**YOUR OBJECTIVE:** List every line in the material below that contains the word "bird", and copy each of those lines in full.

**DATASET:**
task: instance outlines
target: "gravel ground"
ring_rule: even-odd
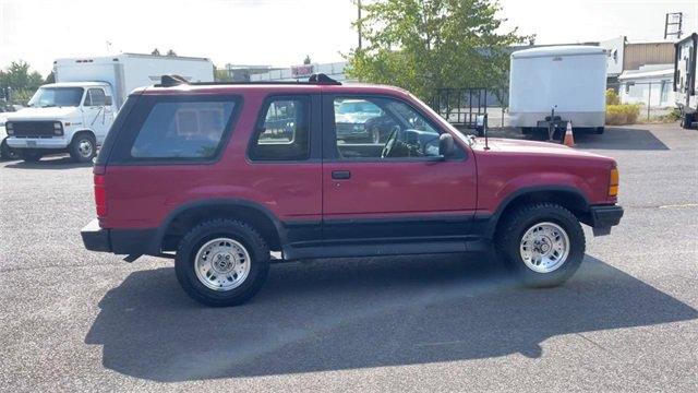
[[[0,391],[698,391],[698,132],[577,135],[615,157],[622,225],[565,286],[484,257],[277,264],[204,308],[172,264],[83,249],[88,166],[0,164]]]

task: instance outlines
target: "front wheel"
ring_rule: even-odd
[[[88,133],[80,133],[70,143],[69,153],[75,163],[89,163],[97,154],[97,143]]]
[[[180,285],[207,306],[242,305],[266,281],[269,249],[262,236],[239,221],[214,219],[191,229],[174,259]]]
[[[20,148],[17,150],[17,154],[20,158],[26,163],[38,163],[44,156],[40,152],[29,148]]]
[[[579,221],[568,210],[535,203],[505,218],[496,246],[505,264],[526,286],[552,287],[579,269],[586,239]]]

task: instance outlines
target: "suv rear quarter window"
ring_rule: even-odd
[[[237,96],[141,96],[110,162],[215,160],[230,136],[240,103]]]

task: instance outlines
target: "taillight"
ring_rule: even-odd
[[[95,205],[97,206],[97,217],[107,215],[107,190],[105,189],[104,175],[95,175]]]
[[[618,195],[618,168],[611,168],[611,175],[609,179],[609,196],[617,196]]]

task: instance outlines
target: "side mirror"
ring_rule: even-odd
[[[476,117],[476,131],[478,136],[485,136],[488,133],[488,115],[478,115]]]
[[[456,144],[454,138],[449,133],[443,133],[438,136],[438,155],[448,158],[456,153]]]

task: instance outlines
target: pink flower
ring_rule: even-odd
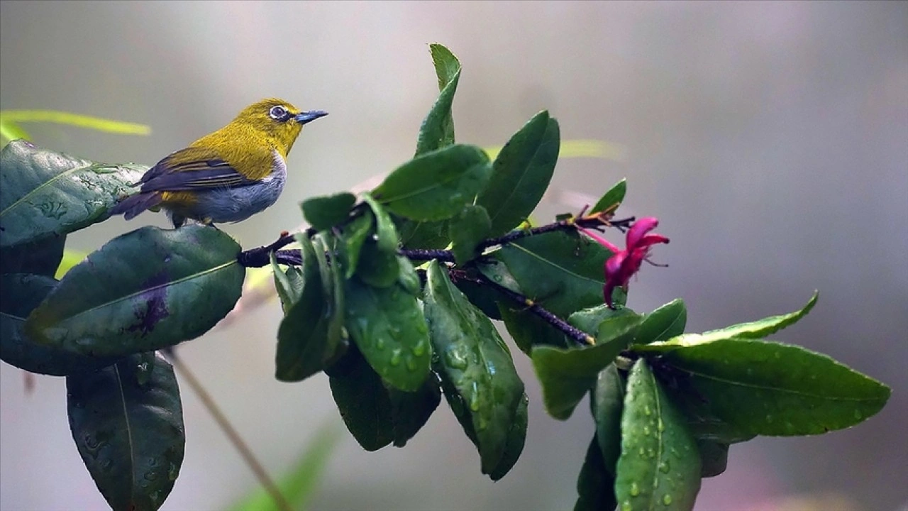
[[[627,230],[627,247],[625,250],[619,249],[593,231],[577,226],[583,234],[613,253],[613,256],[606,261],[606,286],[602,289],[608,308],[615,308],[612,306],[612,291],[616,287],[627,290],[630,277],[640,271],[640,265],[644,261],[648,261],[650,247],[657,243],[668,243],[668,238],[662,235],[646,234],[658,225],[659,220],[655,216],[646,216],[635,222]]]

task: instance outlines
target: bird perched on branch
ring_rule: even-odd
[[[239,222],[277,201],[287,179],[287,154],[303,125],[327,112],[301,112],[281,99],[244,108],[229,125],[173,153],[142,176],[139,192],[111,215],[130,220],[143,211],[167,211],[174,227],[187,218],[203,224]]]

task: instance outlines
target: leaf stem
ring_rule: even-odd
[[[280,241],[280,240],[279,240]],[[283,494],[278,488],[274,481],[268,476],[268,472],[265,471],[264,466],[259,463],[256,459],[255,455],[252,454],[252,449],[246,445],[240,434],[237,433],[233,426],[227,420],[227,417],[221,411],[221,408],[214,402],[212,396],[205,390],[205,387],[202,386],[202,382],[196,379],[195,375],[189,370],[189,366],[183,363],[183,360],[176,356],[176,352],[173,349],[164,350],[167,357],[170,358],[171,364],[173,365],[173,368],[176,369],[178,373],[186,380],[189,386],[192,388],[199,399],[202,400],[202,404],[205,406],[208,413],[212,415],[214,421],[218,423],[221,426],[222,431],[230,439],[231,444],[240,452],[240,456],[242,456],[243,461],[246,462],[246,466],[249,466],[250,470],[255,474],[255,477],[259,480],[259,484],[265,488],[265,491],[271,496],[271,500],[274,501],[274,505],[281,511],[293,511],[291,507],[290,503],[284,498]]]

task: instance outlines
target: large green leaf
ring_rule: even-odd
[[[66,235],[41,241],[0,247],[0,274],[34,274],[54,276],[63,260]]]
[[[64,235],[104,220],[148,167],[90,162],[15,140],[0,152],[0,245]]]
[[[370,366],[390,385],[417,391],[429,375],[429,331],[416,297],[399,284],[347,281],[346,326]]]
[[[600,371],[590,393],[589,407],[596,421],[596,438],[599,443],[602,462],[608,474],[615,476],[615,466],[621,455],[621,415],[624,411],[625,381],[615,364]]]
[[[416,142],[416,155],[424,155],[454,144],[454,118],[451,104],[460,80],[460,61],[441,45],[429,45],[429,54],[439,77],[439,98],[422,121]]]
[[[512,444],[523,382],[495,326],[458,291],[438,261],[429,265],[424,300],[445,397],[479,450],[482,473],[503,476],[499,465]]]
[[[324,369],[338,349],[343,326],[342,289],[334,289],[332,276],[340,268],[327,266],[321,241],[316,247],[304,235],[297,238],[302,247],[302,293],[281,322],[275,356],[274,376],[284,382],[301,381]]]
[[[122,356],[207,332],[233,308],[245,269],[240,245],[214,227],[143,227],[70,270],[25,321],[35,342]]]
[[[25,371],[54,376],[94,371],[113,364],[114,358],[86,356],[39,345],[23,332],[29,313],[54,286],[56,281],[49,276],[0,276],[0,289],[4,294],[0,300],[0,359]]]
[[[690,510],[700,490],[700,455],[684,417],[644,359],[627,378],[615,495],[622,511]]]
[[[660,364],[681,374],[680,385],[753,435],[818,435],[854,426],[879,412],[891,393],[801,346],[743,338],[659,346]]]
[[[476,247],[489,237],[489,214],[481,205],[467,205],[460,213],[450,220],[449,232],[451,237],[451,252],[458,265],[464,265],[479,256]]]
[[[612,467],[614,472],[614,466]],[[577,479],[577,503],[574,511],[611,511],[615,500],[615,476],[607,470],[596,436],[587,448],[587,457]]]
[[[542,385],[542,400],[548,415],[560,420],[571,416],[598,374],[634,339],[641,319],[634,315],[605,320],[593,346],[533,347],[533,368]]]
[[[173,368],[163,356],[128,356],[66,378],[73,439],[114,511],[161,506],[183,464],[185,433]]]
[[[665,343],[656,343],[652,348],[646,346],[636,346],[636,349],[639,349],[641,351],[652,349],[653,351],[662,352],[666,349],[663,345],[692,346],[731,337],[760,339],[797,323],[802,317],[807,316],[807,313],[814,308],[814,306],[816,305],[816,299],[818,297],[819,294],[814,292],[814,296],[811,296],[810,300],[807,301],[807,304],[803,308],[793,313],[772,316],[756,321],[732,325],[731,326],[725,326],[725,328],[719,328],[717,330],[710,330],[708,332],[704,332],[703,334],[684,334],[668,339]]]
[[[604,301],[603,267],[612,253],[577,233],[525,237],[496,254],[524,294],[558,316]],[[616,294],[616,303],[623,305],[623,292]]]
[[[489,211],[489,235],[507,233],[533,212],[555,172],[559,145],[558,123],[545,110],[508,141],[492,164],[489,185],[476,200]]]
[[[331,395],[347,429],[367,451],[391,442],[403,446],[426,424],[441,401],[438,381],[426,380],[416,392],[388,386],[354,349],[343,376],[331,376]]]
[[[372,195],[395,215],[445,220],[469,204],[489,180],[489,156],[475,145],[449,145],[399,166]]]
[[[350,192],[308,198],[300,205],[302,215],[312,228],[319,231],[330,229],[343,222],[350,209],[356,204],[356,195]]]

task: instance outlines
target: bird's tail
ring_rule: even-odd
[[[132,220],[143,211],[160,205],[161,200],[161,192],[136,194],[126,197],[111,208],[111,215],[123,215],[126,220]]]

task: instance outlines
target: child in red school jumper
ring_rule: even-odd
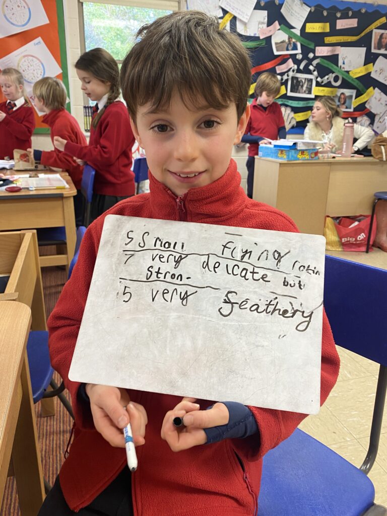
[[[151,191],[108,214],[297,232],[287,215],[247,197],[231,158],[249,119],[250,69],[238,38],[202,12],[175,12],[140,29],[121,83]],[[262,458],[305,414],[69,380],[106,214],[86,232],[48,321],[52,363],[71,393],[75,426],[38,516],[256,514]],[[325,313],[321,353],[322,404],[339,366]],[[177,416],[185,426],[173,425]],[[138,454],[133,474],[122,430],[130,421]]]
[[[53,77],[44,77],[34,85],[33,92],[37,109],[45,114],[42,121],[50,128],[51,141],[55,136],[60,136],[69,141],[79,145],[87,145],[85,135],[76,120],[66,111],[67,92],[61,80]],[[28,153],[35,161],[47,167],[54,167],[67,170],[76,188],[74,199],[75,224],[83,223],[83,200],[80,191],[83,166],[65,152],[54,148],[53,151],[39,151],[28,149]]]
[[[135,138],[127,110],[118,100],[119,71],[112,56],[103,49],[83,54],[75,63],[81,89],[95,101],[89,145],[79,144],[55,137],[54,144],[74,156],[78,163],[87,162],[95,169],[91,220],[119,201],[135,193],[132,171],[132,148]]]
[[[256,80],[254,91],[255,98],[251,104],[250,119],[242,141],[249,143],[247,168],[247,196],[253,198],[255,156],[258,155],[260,143],[269,143],[268,140],[286,137],[280,105],[274,99],[280,92],[281,83],[273,73],[264,72]]]
[[[13,150],[27,150],[35,118],[24,91],[23,75],[15,68],[0,72],[0,86],[7,100],[0,104],[0,159],[13,159]]]

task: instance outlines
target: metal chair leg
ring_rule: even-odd
[[[376,204],[378,201],[380,201],[380,199],[376,199],[374,201],[374,205],[372,207],[372,213],[371,214],[371,220],[369,222],[369,230],[368,231],[368,237],[367,239],[367,248],[365,250],[366,253],[368,252],[369,251],[369,248],[370,247],[370,244],[371,242],[371,233],[372,233],[372,228],[374,225],[374,218],[375,214],[375,208],[376,207]]]

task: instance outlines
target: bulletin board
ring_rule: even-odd
[[[28,95],[34,83],[47,76],[61,79],[69,92],[62,0],[0,0],[0,69],[18,68]],[[0,92],[0,102],[5,100]],[[34,110],[35,133],[49,133]]]
[[[188,4],[189,8],[205,5],[203,10],[212,4],[221,26],[249,49],[250,102],[260,73],[278,75],[281,90],[276,101],[288,132],[302,132],[315,100],[326,95],[340,104],[343,118],[377,134],[387,128],[387,6],[341,0]]]

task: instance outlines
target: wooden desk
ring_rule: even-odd
[[[21,516],[36,516],[44,487],[26,346],[31,312],[0,301],[0,505],[11,462]]]
[[[10,193],[0,191],[0,231],[37,229],[64,226],[67,249],[64,255],[41,256],[41,266],[46,265],[70,265],[75,248],[76,235],[74,203],[76,190],[69,175],[63,174],[69,188],[39,188]]]
[[[374,158],[255,158],[253,198],[287,214],[302,233],[322,235],[326,215],[370,214],[378,190],[387,190],[387,163]]]

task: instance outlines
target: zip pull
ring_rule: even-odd
[[[178,205],[178,209],[179,212],[183,212],[183,213],[185,212],[185,206],[184,206],[184,201],[183,200],[182,196],[179,196],[178,197],[176,198],[176,203]]]

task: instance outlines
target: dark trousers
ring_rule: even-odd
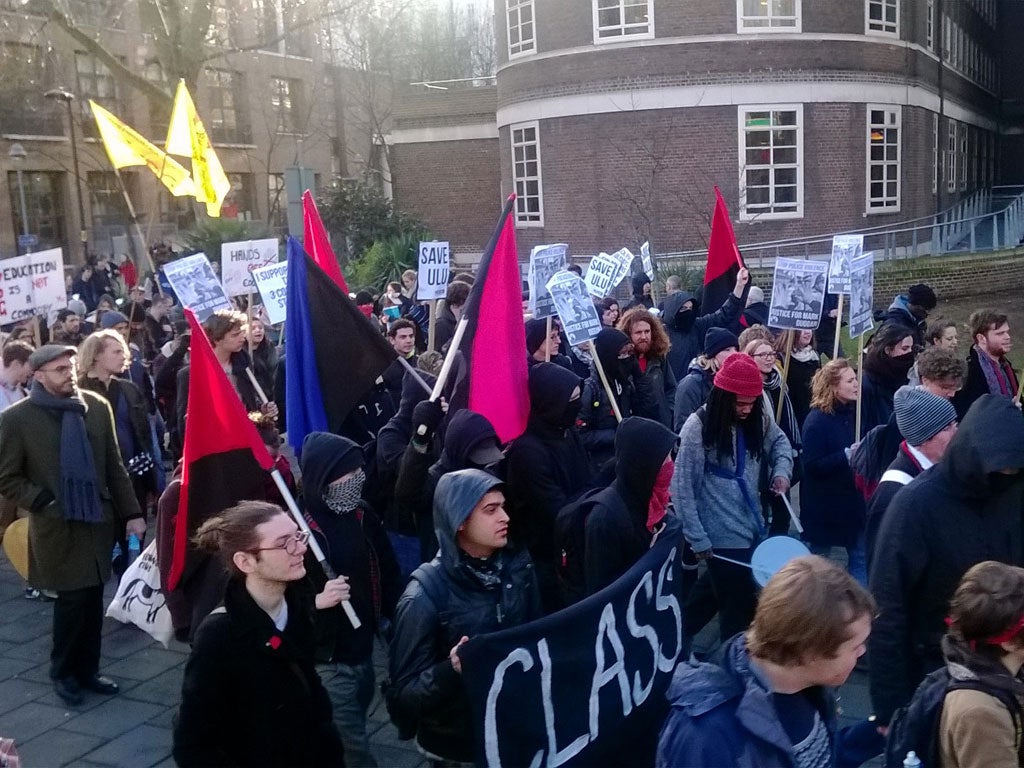
[[[750,562],[753,549],[716,549],[715,554]],[[728,640],[754,621],[757,591],[754,574],[745,565],[734,565],[715,557],[708,560],[708,575],[718,600],[719,636]],[[691,595],[691,599],[693,596]]]
[[[57,592],[53,603],[50,677],[86,680],[99,671],[103,629],[103,587]]]

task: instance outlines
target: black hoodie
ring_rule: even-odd
[[[868,649],[879,721],[942,666],[943,618],[972,565],[1024,565],[1024,419],[1006,397],[982,396],[942,460],[893,498],[879,529],[870,587],[879,604]]]
[[[553,362],[534,366],[529,370],[529,423],[508,451],[512,530],[537,564],[542,592],[550,587],[552,597],[555,585],[544,580],[548,566],[554,565],[555,517],[590,485],[593,474],[574,416],[567,410],[569,395],[582,385],[575,374]]]
[[[625,419],[615,435],[614,494],[587,516],[587,594],[607,587],[650,548],[647,508],[657,473],[676,444],[671,429],[651,419]],[[675,526],[672,526],[675,529]]]
[[[310,528],[331,567],[348,578],[350,602],[362,622],[357,630],[342,608],[317,611],[317,657],[358,664],[371,656],[380,617],[390,618],[401,595],[401,574],[380,518],[366,503],[338,514],[324,501],[328,484],[362,466],[362,450],[345,437],[310,432],[302,442],[302,501]],[[308,568],[322,589],[327,582],[319,567]]]

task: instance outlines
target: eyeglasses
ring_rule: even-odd
[[[309,531],[307,530],[296,530],[294,536],[288,538],[284,544],[279,544],[276,547],[258,547],[256,549],[249,550],[250,552],[270,552],[275,549],[283,549],[290,555],[299,554],[299,547],[305,547],[306,542],[309,541]]]

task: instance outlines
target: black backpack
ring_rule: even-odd
[[[562,606],[580,602],[587,594],[584,549],[587,517],[611,488],[592,488],[566,504],[555,517],[555,577]]]
[[[980,690],[995,696],[1014,721],[1017,731],[1016,742],[1021,749],[1021,705],[1014,694],[999,687],[986,684],[983,679],[953,680],[945,667],[929,674],[913,698],[906,707],[901,707],[889,721],[889,735],[886,737],[886,766],[900,768],[908,752],[915,752],[922,768],[937,768],[940,764],[939,725],[942,705],[946,694],[954,690]],[[1018,759],[1020,754],[1018,753]],[[1024,765],[1024,763],[1022,763]]]

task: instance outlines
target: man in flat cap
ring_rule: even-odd
[[[54,590],[50,677],[75,707],[82,689],[118,692],[99,675],[103,584],[118,526],[145,536],[106,401],[77,384],[75,347],[29,356],[29,396],[0,414],[0,495],[30,512],[29,582]]]

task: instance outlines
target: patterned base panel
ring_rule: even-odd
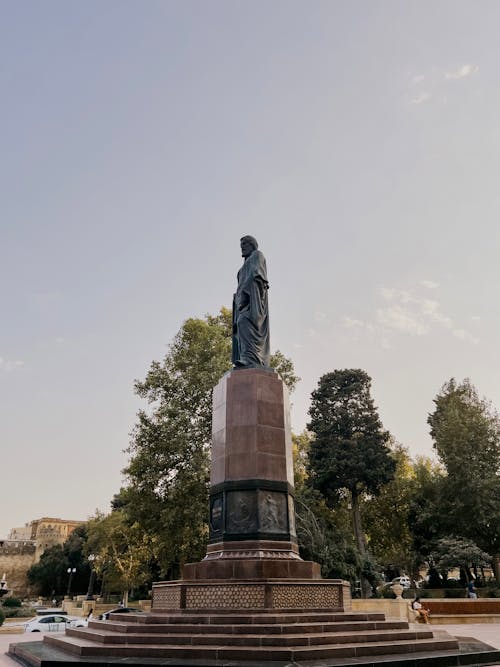
[[[161,582],[153,586],[153,611],[174,609],[344,609],[349,584],[301,582]]]

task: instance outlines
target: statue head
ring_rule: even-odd
[[[240,239],[240,245],[241,245],[241,256],[242,257],[248,257],[253,253],[254,250],[257,250],[259,247],[259,244],[257,243],[257,239],[254,238],[253,236],[242,236]]]

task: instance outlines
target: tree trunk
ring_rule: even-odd
[[[361,524],[361,512],[359,510],[359,496],[355,491],[351,491],[351,507],[352,507],[352,525],[354,529],[354,539],[356,540],[356,545],[358,547],[359,555],[361,560],[365,562],[367,560],[367,546],[365,534],[363,531],[363,526]],[[361,579],[361,596],[363,598],[369,598],[372,595],[372,587],[368,579],[360,576]]]
[[[493,575],[495,581],[500,581],[500,554],[496,554],[493,558]]]

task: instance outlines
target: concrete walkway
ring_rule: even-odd
[[[432,625],[432,629],[446,630],[450,635],[455,637],[473,637],[479,641],[489,644],[494,648],[500,649],[500,623],[467,623],[461,625]],[[5,652],[9,648],[9,644],[26,642],[26,641],[41,641],[43,635],[40,633],[26,633],[26,634],[0,634],[0,667],[19,667],[15,660],[12,660]],[[496,667],[500,667],[497,665]]]

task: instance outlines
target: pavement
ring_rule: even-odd
[[[440,625],[433,623],[431,629],[446,630],[446,632],[454,637],[473,637],[485,644],[493,646],[493,648],[500,649],[500,623],[462,623],[459,625]],[[19,667],[19,663],[5,654],[9,648],[9,644],[27,641],[42,641],[42,639],[43,635],[36,632],[25,634],[0,634],[0,667]],[[492,667],[500,667],[500,665]]]

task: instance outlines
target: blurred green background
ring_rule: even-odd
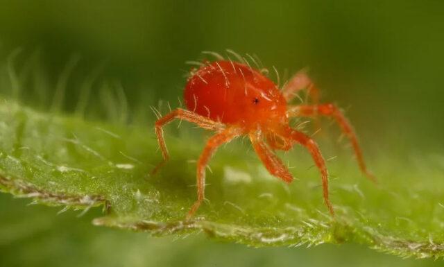
[[[348,110],[367,154],[397,151],[402,160],[444,150],[443,15],[440,1],[0,0],[0,62],[25,77],[19,98],[44,108],[62,69],[80,57],[67,82],[67,112],[96,71],[93,88],[101,79],[118,81],[134,113],[160,99],[177,106],[189,68],[184,62],[202,58],[202,51],[255,53],[282,74],[309,67],[323,100]],[[47,94],[36,98],[39,86]],[[0,196],[0,266],[441,264],[351,245],[253,249],[201,236],[147,237],[90,226],[98,211],[56,216],[53,208],[26,203]]]

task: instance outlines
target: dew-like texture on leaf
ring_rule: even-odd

**EXERCISE SOLUTION:**
target: bird perched on branch
target: bird's tail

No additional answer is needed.